§ **Activity**: The answer must be one number: how many lines in the records below contain the string "putter".

**** Task data ****

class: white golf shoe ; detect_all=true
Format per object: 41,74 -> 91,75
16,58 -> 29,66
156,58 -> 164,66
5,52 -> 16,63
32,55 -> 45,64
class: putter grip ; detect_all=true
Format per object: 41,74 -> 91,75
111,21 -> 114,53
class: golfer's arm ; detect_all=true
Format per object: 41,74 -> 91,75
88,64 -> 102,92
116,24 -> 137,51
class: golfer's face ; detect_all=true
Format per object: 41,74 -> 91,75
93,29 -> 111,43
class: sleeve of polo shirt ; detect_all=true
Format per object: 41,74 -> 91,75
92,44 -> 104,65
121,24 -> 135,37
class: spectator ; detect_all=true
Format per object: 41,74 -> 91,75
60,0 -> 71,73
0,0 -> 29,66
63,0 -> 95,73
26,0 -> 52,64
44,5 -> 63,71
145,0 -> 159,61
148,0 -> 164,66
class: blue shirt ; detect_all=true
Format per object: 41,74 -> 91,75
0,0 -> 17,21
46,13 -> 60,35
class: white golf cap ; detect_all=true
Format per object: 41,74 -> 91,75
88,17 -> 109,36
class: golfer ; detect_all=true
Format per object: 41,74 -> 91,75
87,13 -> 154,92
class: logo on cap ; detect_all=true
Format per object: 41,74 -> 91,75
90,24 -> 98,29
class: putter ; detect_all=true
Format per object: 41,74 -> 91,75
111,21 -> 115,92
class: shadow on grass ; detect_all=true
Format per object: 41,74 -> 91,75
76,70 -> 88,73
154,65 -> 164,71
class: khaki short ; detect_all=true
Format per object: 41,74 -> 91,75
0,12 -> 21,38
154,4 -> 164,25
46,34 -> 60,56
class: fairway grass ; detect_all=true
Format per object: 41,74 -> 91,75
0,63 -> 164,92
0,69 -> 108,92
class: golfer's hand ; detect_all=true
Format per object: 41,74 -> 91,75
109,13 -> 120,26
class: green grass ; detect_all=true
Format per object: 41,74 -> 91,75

****
**** Task data ****

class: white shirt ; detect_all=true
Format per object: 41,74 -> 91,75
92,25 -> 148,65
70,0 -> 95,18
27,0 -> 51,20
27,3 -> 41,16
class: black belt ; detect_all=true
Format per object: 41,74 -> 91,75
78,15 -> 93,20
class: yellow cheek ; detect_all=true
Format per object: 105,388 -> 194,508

****

§ **Task result**: 2